ACTIONS TO TAKE:
#1 Summarize the excerpt in exactly two sentences.
#2 Answer these questions from the excerpt:
(a) How many Muslims were massacred while praying in the Ibrahimi Mosque?
(b) Who created the group's itinerary?
(c) Where are the group's sleeping quarters on the night they arrive?

George Abraham, “In which you do not ask the State of Israel to commit suicide”

A month into the semester, tragedy strikes in the West Bank. 29 Muslims praying in the Ibrahimi Mosque in Hebron are massacred by a right-wing Israeli terrorist. Protests follow and more people, two dozen Muslims and nine Jews, die.

In our elite liberal arts school bubble, we have a big class discussion about whether to go to Israel and Palestine over spring break, or whether to postpone. Many people, including the professor, think it’s not the right time to go.

In an ongoing conflict, is it ever the right time? I wonder.

The group decides to postpone.

During our snack break that day, some of the women gossip in the bathroom and say annoyed things about how the professor is handling the situation. I am one of those gossipy, pissed-off people. Years from now, I won’t remember exactly what I said.

We don’t know that our professor is in the men’s room. We don’t know he hears us through the duct. He doesn’t tell any of us what he heard, or ask why we said what we said.

We don’t know that he decides, right then, on the spot, that he is over this class. He is done with us. He is going to check out for the rest of the semester.

Had Nakba been her neighbor,
my mom would’ve shamelessly chided her:
“I’m sick of the clothes on my back.”
And had Nakba been her older sister,
she would’ve courted her with a dish
of khubaizeh, but if her sister whined
too much, my mom would tell her: “Enough.
You’re boring holes in my brain. Maybe
we shouldn’t visit for a while?”

Sheikha Hlewa“Nakba,” trans. Fady Joudah

 

May 31, 1994. We arrive in Tel Aviv. In my travel journal (not my official reflexive journal), I write, “Palm trees and dust, but not as hot as I expected.”

Our itinerary has been created by a friend of the professor’s, Danny, an American-Israeli tour organizer.

We drive straight from the airport to the Negev desert to meet Israeli environmental artist Ezra Orion. Our professor and Danny want us to understand the strong connection Palestinians and Israelis have to the land. They want us to see the land, feel the land. We walk through an outdoor installation by Orion, past metal sculptures of human-like figures. We end up at the edge of a plateau.

“It was amazing and beautiful to see something so huge as a canyon suddenly appear,” I write in my journal. “But today we met few people, and I wonder how the awe we experienced today fits in with the purpose of our trip.” The words I write sound measured, but really, I’m annoyed.

Maybe, in 25, 30 years I’ll write this memory and think about erasure.

Tonight, our sleeping quarters are near a Bedouin field camp. A group of kids is making noise outside. Danny tells me I might need to tell them to be quiet because we’re getting up early and need sleep.

Items drawn from a dataset:
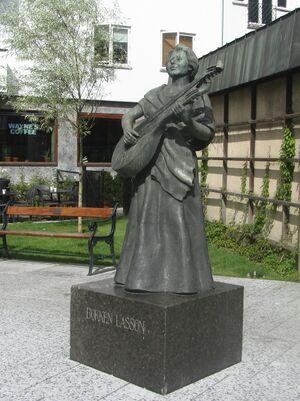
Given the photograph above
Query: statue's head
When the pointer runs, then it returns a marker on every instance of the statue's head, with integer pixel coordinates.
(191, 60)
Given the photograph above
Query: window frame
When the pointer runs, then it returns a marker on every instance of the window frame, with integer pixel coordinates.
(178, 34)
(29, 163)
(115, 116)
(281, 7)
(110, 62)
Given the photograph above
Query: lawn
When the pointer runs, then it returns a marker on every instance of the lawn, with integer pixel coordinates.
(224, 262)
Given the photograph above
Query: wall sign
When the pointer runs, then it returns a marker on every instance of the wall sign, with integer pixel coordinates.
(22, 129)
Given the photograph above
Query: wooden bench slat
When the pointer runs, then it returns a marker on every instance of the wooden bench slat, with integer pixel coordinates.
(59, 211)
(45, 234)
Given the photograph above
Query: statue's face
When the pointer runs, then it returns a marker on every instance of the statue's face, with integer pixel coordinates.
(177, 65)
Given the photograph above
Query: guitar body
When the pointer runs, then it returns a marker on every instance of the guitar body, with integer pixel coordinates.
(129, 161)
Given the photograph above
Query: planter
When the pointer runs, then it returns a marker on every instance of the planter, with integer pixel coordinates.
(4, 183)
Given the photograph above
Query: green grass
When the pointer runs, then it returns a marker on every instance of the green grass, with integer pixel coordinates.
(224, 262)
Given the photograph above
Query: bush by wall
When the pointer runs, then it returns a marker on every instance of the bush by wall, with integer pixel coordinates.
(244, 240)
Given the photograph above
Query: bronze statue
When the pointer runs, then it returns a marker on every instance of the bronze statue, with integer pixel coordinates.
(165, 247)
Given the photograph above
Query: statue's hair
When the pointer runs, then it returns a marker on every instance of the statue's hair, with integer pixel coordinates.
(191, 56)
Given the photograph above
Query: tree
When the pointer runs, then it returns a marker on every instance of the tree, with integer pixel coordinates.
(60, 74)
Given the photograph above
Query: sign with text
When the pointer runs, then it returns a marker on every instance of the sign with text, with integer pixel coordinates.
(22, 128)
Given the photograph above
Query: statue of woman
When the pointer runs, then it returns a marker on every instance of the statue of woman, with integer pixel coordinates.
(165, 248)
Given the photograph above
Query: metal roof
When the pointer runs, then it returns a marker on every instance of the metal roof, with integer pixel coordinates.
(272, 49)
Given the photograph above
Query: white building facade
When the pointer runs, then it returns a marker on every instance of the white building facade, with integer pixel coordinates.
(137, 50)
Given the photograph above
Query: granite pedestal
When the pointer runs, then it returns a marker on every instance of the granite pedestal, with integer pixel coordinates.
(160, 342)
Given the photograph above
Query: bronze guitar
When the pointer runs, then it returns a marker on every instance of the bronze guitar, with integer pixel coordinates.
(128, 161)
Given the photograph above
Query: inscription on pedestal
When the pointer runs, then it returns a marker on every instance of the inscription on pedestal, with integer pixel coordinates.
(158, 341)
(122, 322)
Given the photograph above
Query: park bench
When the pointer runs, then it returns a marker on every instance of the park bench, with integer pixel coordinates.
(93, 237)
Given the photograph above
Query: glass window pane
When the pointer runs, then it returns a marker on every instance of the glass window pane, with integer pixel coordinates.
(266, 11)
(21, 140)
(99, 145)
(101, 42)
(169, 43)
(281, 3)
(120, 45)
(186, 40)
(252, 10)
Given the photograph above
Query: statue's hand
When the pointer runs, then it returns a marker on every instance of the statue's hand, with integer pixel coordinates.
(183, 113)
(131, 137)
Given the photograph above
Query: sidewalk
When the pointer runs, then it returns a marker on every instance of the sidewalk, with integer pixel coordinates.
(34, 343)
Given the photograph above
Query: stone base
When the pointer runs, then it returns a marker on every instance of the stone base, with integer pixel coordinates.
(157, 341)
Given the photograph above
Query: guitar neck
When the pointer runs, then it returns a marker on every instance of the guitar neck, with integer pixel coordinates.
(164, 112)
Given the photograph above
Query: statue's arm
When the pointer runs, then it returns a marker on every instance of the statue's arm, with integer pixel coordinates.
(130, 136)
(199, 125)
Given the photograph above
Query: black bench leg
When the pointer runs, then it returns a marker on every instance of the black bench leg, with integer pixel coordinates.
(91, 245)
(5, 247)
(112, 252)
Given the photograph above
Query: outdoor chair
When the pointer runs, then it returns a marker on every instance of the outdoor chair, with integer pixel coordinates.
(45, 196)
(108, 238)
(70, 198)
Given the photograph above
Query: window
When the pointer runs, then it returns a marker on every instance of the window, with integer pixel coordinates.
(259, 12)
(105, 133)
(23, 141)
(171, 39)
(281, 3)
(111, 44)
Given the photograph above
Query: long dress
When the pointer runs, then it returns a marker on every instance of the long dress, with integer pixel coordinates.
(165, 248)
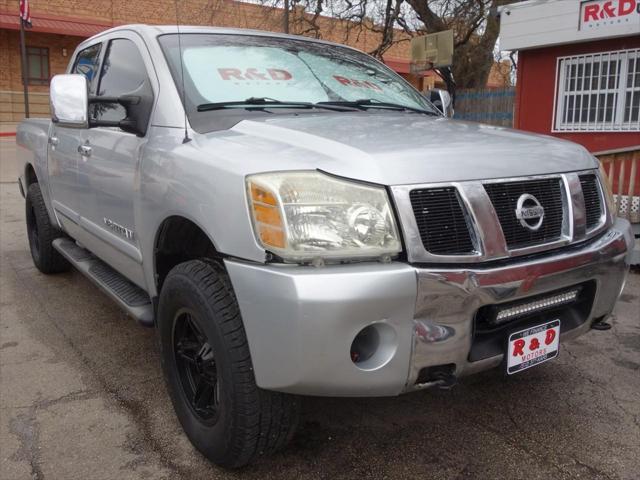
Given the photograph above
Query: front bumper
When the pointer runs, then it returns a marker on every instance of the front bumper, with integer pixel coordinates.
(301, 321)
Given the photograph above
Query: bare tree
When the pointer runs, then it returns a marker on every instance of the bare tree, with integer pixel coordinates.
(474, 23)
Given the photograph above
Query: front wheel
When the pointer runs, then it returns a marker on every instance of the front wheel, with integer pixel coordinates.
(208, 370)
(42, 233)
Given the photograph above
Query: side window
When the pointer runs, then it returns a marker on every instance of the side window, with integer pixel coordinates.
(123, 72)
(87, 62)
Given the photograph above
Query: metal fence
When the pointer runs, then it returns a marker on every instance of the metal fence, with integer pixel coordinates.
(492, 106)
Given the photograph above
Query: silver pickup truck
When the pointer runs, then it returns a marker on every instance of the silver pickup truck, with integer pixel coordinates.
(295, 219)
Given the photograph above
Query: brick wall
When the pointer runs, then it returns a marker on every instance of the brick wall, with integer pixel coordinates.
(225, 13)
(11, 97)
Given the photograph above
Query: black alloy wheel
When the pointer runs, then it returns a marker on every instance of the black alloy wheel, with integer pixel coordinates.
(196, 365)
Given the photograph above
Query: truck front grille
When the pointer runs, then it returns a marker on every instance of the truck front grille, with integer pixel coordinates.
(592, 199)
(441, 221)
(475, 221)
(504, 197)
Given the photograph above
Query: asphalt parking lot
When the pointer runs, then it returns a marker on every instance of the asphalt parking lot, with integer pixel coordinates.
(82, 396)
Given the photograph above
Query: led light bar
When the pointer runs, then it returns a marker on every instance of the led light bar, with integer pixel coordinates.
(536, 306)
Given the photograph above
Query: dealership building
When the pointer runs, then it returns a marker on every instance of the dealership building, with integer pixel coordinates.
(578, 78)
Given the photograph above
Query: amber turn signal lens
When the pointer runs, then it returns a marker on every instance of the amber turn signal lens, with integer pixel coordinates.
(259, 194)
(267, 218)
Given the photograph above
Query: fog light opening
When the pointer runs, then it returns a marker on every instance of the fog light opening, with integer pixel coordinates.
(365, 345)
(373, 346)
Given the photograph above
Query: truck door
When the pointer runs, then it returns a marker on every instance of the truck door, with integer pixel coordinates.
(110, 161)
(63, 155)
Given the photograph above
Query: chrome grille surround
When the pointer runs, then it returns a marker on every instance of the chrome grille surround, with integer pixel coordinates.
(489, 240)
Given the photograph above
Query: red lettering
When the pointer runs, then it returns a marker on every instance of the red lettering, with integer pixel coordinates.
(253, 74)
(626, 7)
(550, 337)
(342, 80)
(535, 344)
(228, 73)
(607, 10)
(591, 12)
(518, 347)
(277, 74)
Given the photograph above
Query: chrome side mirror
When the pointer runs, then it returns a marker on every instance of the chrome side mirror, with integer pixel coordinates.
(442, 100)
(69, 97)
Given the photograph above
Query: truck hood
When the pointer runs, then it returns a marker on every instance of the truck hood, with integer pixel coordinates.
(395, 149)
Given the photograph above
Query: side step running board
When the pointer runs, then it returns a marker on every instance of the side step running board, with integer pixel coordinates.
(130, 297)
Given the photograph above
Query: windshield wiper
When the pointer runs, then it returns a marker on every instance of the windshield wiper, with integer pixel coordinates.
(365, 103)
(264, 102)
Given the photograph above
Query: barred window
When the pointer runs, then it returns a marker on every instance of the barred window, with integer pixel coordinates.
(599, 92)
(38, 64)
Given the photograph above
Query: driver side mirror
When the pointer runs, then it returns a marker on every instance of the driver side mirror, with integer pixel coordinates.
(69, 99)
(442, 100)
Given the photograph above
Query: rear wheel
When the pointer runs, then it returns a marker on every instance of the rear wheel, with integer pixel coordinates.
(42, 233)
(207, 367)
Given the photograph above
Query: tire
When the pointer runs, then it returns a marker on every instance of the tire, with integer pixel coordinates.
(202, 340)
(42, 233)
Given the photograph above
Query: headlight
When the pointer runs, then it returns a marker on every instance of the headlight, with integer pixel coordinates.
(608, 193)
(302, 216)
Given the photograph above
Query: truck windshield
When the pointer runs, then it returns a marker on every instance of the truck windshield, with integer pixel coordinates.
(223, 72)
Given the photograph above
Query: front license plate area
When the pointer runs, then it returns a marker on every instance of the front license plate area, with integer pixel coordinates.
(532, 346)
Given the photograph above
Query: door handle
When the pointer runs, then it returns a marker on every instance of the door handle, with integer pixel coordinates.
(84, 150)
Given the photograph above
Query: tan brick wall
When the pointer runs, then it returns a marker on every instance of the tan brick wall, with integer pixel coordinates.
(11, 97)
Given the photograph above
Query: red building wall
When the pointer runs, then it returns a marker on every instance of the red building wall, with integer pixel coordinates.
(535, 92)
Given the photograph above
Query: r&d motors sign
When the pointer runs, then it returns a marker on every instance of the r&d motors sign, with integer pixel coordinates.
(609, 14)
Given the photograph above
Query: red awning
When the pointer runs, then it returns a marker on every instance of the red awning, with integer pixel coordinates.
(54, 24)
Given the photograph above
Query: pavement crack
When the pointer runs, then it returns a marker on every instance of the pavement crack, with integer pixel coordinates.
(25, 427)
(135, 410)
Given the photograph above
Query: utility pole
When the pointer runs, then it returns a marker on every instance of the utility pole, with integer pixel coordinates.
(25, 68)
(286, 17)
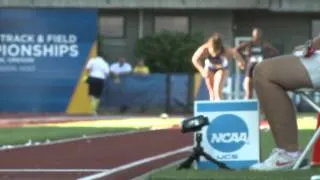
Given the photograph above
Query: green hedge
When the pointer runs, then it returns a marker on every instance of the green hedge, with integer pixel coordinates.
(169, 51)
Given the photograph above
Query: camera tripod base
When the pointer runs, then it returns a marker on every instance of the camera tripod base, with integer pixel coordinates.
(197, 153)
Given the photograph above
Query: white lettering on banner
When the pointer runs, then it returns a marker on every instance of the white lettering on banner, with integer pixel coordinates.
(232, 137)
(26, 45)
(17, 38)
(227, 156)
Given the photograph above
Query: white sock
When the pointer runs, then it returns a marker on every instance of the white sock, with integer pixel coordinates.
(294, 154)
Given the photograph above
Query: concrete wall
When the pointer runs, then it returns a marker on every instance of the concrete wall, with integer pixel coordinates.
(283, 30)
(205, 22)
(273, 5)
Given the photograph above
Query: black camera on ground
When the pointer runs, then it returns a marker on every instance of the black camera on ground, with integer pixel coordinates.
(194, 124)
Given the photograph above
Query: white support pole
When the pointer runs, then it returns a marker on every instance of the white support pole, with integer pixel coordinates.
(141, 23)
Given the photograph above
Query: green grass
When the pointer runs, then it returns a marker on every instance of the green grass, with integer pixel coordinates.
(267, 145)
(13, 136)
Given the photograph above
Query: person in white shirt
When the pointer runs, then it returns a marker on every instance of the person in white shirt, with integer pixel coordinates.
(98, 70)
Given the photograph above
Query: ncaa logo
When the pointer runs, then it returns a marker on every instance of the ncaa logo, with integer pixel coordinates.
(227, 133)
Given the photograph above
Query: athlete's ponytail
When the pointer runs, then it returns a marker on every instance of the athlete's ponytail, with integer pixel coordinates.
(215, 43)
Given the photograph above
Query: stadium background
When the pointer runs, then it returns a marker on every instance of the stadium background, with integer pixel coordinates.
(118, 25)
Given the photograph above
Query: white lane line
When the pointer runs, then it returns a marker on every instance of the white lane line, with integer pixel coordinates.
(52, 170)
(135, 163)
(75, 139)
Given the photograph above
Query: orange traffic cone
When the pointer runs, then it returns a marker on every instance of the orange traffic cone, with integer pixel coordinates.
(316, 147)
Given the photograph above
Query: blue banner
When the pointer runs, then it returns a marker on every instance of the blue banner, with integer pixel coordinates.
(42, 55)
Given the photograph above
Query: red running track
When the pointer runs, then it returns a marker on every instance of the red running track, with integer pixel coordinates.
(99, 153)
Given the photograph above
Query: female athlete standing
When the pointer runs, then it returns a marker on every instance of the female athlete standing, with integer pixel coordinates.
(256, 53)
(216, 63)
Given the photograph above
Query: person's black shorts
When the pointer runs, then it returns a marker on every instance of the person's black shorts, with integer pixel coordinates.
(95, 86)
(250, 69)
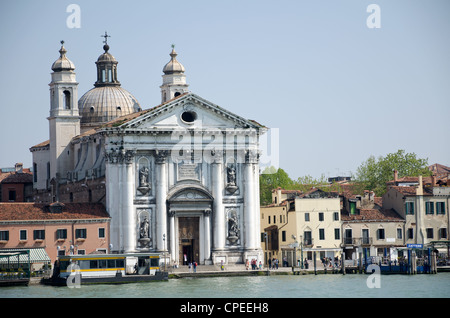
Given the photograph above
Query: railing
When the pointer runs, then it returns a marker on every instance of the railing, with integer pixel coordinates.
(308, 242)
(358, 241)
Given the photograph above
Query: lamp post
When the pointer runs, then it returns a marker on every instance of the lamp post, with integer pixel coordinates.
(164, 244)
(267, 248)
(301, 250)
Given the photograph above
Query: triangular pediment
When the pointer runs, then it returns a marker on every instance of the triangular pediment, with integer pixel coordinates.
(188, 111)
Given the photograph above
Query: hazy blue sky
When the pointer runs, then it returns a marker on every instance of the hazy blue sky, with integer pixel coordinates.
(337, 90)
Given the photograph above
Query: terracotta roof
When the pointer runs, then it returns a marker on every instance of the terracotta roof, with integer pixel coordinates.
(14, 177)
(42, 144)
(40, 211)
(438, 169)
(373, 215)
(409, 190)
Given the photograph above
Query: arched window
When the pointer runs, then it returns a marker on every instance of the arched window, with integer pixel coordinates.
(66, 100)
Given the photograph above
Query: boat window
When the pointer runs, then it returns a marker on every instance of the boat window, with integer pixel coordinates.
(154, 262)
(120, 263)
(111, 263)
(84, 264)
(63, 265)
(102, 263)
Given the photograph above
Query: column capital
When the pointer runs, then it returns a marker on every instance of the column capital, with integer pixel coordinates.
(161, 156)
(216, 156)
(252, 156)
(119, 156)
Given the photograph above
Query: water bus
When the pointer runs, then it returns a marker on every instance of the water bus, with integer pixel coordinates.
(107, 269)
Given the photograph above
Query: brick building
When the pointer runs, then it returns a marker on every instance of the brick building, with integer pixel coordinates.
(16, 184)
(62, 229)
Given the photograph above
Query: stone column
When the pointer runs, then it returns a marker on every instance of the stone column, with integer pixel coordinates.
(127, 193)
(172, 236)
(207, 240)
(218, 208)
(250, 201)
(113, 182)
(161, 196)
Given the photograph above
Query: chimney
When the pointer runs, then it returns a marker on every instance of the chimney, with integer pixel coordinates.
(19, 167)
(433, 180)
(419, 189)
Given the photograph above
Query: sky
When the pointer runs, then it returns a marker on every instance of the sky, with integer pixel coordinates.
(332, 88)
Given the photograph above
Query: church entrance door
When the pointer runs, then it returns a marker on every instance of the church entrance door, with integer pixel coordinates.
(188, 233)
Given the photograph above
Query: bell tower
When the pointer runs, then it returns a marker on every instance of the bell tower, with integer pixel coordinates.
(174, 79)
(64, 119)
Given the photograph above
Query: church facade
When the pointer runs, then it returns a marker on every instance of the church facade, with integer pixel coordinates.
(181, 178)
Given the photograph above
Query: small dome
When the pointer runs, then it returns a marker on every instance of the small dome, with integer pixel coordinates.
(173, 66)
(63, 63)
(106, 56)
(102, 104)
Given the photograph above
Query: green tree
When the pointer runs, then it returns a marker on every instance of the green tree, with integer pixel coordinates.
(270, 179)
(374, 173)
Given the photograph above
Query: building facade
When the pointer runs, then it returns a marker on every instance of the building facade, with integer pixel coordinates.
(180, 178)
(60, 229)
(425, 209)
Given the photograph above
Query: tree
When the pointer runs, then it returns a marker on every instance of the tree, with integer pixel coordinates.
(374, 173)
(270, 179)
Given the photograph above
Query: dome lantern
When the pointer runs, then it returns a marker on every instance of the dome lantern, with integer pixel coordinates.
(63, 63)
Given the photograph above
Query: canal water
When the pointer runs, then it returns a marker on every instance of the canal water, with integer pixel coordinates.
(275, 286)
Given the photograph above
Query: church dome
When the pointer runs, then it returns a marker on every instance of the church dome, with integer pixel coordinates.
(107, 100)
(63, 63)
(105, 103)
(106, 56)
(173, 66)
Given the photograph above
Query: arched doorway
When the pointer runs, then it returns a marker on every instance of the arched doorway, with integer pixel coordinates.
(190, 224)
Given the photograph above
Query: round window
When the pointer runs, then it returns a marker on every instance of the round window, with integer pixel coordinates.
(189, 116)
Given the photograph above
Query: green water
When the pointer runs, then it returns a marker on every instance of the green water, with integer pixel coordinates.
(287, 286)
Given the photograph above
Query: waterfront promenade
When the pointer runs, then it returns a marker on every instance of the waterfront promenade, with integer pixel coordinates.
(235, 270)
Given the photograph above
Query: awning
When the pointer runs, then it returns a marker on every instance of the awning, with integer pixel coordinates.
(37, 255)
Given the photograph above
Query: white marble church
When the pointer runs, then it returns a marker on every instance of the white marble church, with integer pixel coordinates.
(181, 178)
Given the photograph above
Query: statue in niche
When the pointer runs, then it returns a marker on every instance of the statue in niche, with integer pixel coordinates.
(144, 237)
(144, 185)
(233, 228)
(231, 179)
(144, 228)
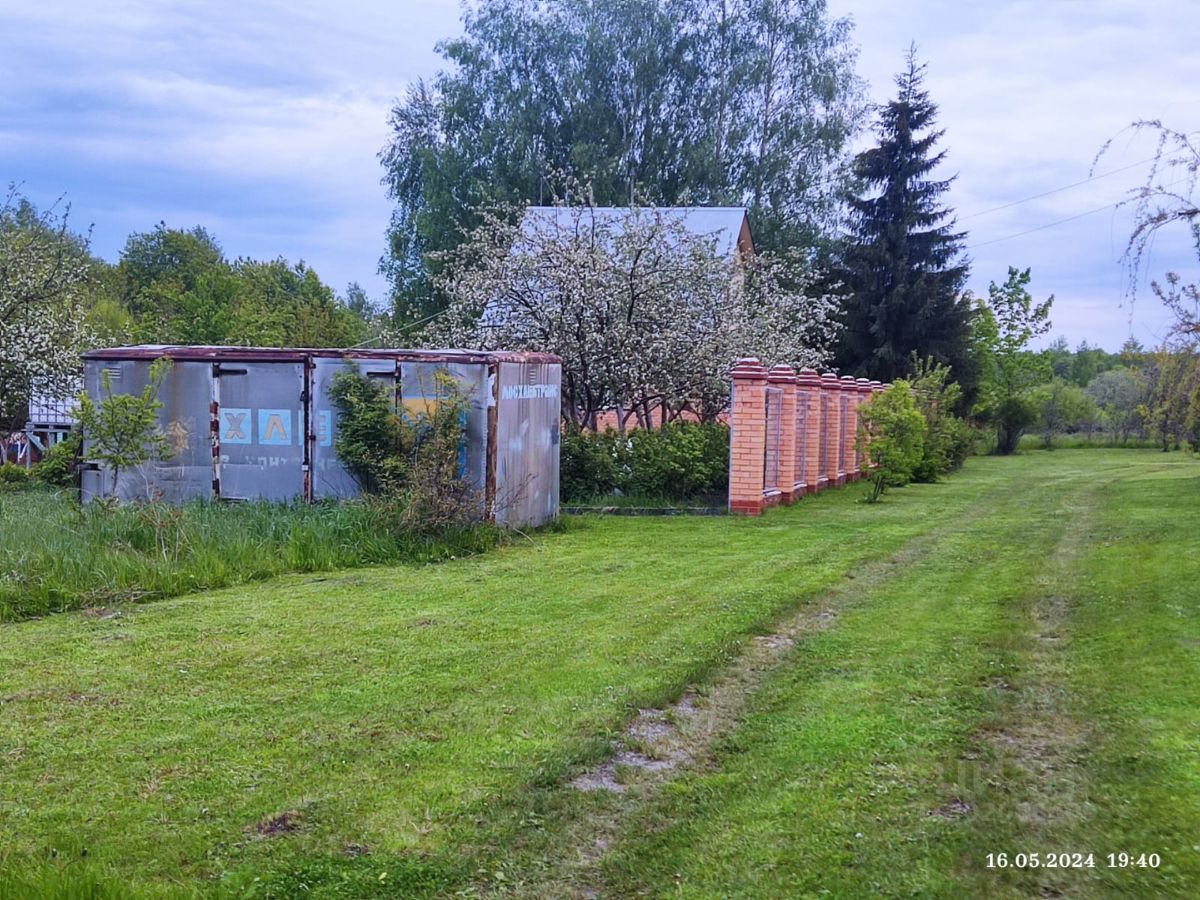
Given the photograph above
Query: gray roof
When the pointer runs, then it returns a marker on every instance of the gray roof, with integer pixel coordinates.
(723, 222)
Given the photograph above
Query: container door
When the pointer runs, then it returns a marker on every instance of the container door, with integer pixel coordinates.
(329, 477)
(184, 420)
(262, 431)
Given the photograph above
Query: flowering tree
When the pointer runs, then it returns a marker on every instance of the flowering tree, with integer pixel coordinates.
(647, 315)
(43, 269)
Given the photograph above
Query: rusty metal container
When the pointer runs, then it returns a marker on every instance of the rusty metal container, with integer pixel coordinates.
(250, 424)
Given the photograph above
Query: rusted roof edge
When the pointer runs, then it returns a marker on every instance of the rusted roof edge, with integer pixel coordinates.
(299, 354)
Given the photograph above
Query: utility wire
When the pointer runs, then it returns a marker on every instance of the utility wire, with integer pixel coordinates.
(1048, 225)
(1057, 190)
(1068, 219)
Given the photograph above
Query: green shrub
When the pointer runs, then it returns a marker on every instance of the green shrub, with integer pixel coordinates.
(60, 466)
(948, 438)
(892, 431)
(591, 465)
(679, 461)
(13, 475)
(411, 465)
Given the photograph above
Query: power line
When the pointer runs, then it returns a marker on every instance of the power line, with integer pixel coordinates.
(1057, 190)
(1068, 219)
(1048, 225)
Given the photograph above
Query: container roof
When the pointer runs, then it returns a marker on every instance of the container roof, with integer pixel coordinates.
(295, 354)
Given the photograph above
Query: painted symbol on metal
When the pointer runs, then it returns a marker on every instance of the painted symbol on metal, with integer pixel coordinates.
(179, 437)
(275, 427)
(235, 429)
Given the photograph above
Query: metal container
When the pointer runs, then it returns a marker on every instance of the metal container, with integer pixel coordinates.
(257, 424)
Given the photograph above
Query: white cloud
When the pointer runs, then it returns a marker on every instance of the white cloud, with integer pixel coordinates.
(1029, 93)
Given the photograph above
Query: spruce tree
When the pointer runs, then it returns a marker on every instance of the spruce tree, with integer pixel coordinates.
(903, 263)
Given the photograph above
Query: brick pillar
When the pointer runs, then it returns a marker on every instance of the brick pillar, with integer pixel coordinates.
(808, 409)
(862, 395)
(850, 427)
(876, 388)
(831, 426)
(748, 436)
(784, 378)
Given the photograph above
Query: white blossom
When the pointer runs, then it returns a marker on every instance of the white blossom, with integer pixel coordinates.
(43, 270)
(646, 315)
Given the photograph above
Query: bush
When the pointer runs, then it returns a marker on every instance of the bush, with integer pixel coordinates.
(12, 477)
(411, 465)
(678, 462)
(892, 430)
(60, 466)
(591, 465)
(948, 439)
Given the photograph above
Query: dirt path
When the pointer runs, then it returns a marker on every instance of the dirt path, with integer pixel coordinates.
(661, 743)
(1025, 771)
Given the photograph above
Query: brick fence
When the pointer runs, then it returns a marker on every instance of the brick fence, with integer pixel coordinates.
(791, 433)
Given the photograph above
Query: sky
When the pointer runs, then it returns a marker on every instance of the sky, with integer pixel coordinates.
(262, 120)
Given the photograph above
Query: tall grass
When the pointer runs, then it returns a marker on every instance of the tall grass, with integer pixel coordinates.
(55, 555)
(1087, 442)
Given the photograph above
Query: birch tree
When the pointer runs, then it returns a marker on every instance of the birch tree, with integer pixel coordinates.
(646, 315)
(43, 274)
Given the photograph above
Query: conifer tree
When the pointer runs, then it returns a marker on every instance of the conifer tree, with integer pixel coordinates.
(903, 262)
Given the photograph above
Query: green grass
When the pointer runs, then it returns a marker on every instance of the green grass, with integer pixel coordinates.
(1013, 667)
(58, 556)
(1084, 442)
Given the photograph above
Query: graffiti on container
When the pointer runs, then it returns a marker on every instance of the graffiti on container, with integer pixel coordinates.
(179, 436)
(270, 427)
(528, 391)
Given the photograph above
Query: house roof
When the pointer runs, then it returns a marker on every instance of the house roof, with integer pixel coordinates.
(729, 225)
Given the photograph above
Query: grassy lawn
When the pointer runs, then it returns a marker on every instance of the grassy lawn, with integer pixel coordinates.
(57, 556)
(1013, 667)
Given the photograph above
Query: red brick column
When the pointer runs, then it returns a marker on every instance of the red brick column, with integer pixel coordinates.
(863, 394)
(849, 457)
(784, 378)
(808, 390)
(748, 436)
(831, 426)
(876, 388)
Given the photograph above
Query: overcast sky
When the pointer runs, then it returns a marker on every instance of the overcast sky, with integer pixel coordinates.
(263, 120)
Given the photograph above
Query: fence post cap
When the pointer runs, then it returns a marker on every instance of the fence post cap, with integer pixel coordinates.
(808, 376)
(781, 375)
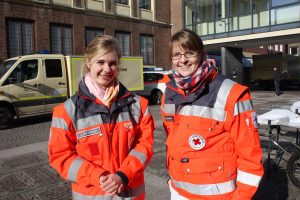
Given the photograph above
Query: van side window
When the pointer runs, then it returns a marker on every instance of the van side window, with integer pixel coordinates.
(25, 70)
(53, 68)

ANSWERS TO THE PROBLEMS:
#1 After a massacre at the Ibrahimi Mosque in Hebron, a liberal arts class postpones its spring-break trip to Israel and Palestine, and the professor, having overheard students complaining about his handling of the situation, decides to check out for the rest of the semester. On May 31, 1994, the group arrives in Tel Aviv and drives to the Negev desert to see an installation by environmental artist Ezra Orion, an experience the narrator records as awe-inspiring but privately finds annoying.

#2
(a) 29.
(b) Danny, an American-Israeli tour organizer and a friend of the professor.
(c) Near a Bedouin field camp.